**Task instructions:** Set each record down exactly, excluding all images.

**Data provided:**
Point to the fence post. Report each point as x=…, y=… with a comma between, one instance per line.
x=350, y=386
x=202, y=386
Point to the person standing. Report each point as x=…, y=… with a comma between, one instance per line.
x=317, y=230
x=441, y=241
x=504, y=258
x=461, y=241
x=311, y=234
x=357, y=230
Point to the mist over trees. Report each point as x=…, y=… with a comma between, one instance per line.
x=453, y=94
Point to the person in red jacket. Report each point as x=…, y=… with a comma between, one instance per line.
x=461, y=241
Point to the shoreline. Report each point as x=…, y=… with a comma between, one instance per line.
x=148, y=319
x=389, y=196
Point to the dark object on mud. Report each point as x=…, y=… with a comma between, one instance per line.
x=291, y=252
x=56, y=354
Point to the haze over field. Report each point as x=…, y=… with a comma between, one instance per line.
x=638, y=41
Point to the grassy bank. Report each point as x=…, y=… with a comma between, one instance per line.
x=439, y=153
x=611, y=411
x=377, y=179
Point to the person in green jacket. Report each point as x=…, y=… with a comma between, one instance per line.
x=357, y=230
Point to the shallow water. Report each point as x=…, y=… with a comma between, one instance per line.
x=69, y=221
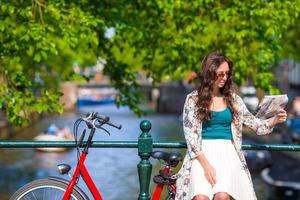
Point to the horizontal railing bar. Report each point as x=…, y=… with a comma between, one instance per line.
x=134, y=144
x=67, y=144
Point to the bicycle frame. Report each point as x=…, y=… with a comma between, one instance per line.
x=159, y=188
x=81, y=170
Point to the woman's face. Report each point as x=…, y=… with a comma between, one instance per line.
x=222, y=75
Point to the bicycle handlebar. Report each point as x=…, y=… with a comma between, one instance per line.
x=102, y=119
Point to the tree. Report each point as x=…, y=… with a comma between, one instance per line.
x=167, y=38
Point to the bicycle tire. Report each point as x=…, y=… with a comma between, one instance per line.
x=35, y=189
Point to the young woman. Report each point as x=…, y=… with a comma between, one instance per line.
x=213, y=116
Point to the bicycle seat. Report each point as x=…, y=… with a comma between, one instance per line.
x=172, y=158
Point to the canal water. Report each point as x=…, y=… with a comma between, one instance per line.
x=114, y=170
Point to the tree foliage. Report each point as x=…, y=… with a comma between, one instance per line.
x=164, y=39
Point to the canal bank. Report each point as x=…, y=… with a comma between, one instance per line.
x=114, y=170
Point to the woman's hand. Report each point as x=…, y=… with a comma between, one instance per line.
x=210, y=174
x=280, y=117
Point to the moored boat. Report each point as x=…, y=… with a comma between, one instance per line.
x=54, y=133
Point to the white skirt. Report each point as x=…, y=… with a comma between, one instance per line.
x=230, y=175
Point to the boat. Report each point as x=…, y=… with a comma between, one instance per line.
x=54, y=133
x=100, y=96
x=95, y=101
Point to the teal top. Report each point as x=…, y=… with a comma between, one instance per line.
x=219, y=127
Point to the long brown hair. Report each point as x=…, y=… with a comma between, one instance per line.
x=207, y=77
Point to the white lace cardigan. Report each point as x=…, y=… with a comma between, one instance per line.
x=192, y=132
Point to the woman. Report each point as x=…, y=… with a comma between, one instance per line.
x=213, y=116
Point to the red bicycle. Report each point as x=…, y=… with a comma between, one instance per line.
x=166, y=177
x=58, y=188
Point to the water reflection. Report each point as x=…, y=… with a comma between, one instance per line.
x=114, y=171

**Solution to this problem:**
Point to the fence post. Report each point as x=…, y=… with a comma between, one instance per line.
x=350, y=386
x=202, y=386
Point to the person standing. Report each point as x=…, y=… with a comma between, one instance per line.
x=317, y=230
x=441, y=241
x=504, y=258
x=461, y=241
x=311, y=234
x=357, y=230
Point to the mist over trees. Report each point as x=…, y=… with a comma between, one instance per line.
x=453, y=94
Point to the person in red jacket. Report each point as x=…, y=… with a comma between, one instance per line.
x=461, y=241
Point to the shoreline. Report each point as x=…, y=… with a comma between, one instance per line.
x=148, y=319
x=389, y=196
Point to the dark object on mud. Report each point as x=…, y=… with a comma between, one instance per line.
x=291, y=252
x=56, y=354
Point to the haze over field. Report each point as x=…, y=… with a comma between, one instance per line.
x=638, y=41
Point to the grassy bank. Report each point as x=…, y=… with a comma between, one instance per line.
x=439, y=153
x=611, y=411
x=377, y=179
Point to the person in green jacket. Report each point as x=…, y=… with a comma between, one instance per line.
x=357, y=230
Point to the shallow water. Report each point as x=…, y=… with a comma between, one instance per line.
x=69, y=221
Point to the horizontal railing bar. Report each point as x=…, y=… with a comma between, one instance per line.
x=134, y=144
x=67, y=144
Point to the bicycle frame. Report each point as x=…, y=… with a comma between, one instance per line.
x=159, y=188
x=81, y=170
Point to the woman's face. Report each point as x=…, y=… with a comma between, one instance per line.
x=222, y=75
Point to the bicycle handlebar. Report each point as x=…, y=… with a comma between, one instance per line.
x=102, y=119
Point to the tree. Report each point as x=…, y=… with a comma between, one instance per line.
x=167, y=38
Point to the bicycle tire. Report each point as x=…, y=… with a comma between, one instance per line.
x=35, y=189
Point to the young woman. Report each point as x=…, y=… with a comma between, one instance per line.
x=213, y=116
Point to the bicycle seat. Report each point as x=…, y=… with a comma between, one instance per line.
x=172, y=158
Point to the canal water. Report each point as x=…, y=… with a comma between, one instance per line.
x=114, y=170
Point to the tree foliage. Report each point as x=…, y=… with a comma between, one instance per line.
x=164, y=39
Point to the canal bank. Report each point as x=…, y=… with a comma between, one instance per line.
x=114, y=170
Point to the woman's hand. Report each point as x=…, y=… with a comma between, one instance per line.
x=210, y=174
x=280, y=117
Point to the moored boat. Report each point as x=…, y=… with a comma between, one instance per line.
x=54, y=133
Point to the white skirt. Report each point as x=…, y=… with a comma between, one instance per line.
x=230, y=175
Point to the boat. Report each point as x=…, y=… with a comma between, one instance per line.
x=54, y=133
x=100, y=96
x=95, y=101
Point to the teal top. Report each point as x=…, y=… with a comma between, one instance per line.
x=219, y=127
Point to the long brown hair. Report each point as x=…, y=… with a comma between, one instance per line.
x=207, y=77
Point to the white lace cardigan. Report each point as x=…, y=… with a comma between, one instance per line.
x=192, y=132
Point to the woman. Report each point as x=…, y=… with a comma between, one instance per line.
x=213, y=116
Point to the red bicycle. Report each point as x=…, y=… with a comma between, one instance per line.
x=166, y=177
x=58, y=188
Point to the water reflection. Report each point as x=…, y=… with a comma between, one instance per line.
x=114, y=171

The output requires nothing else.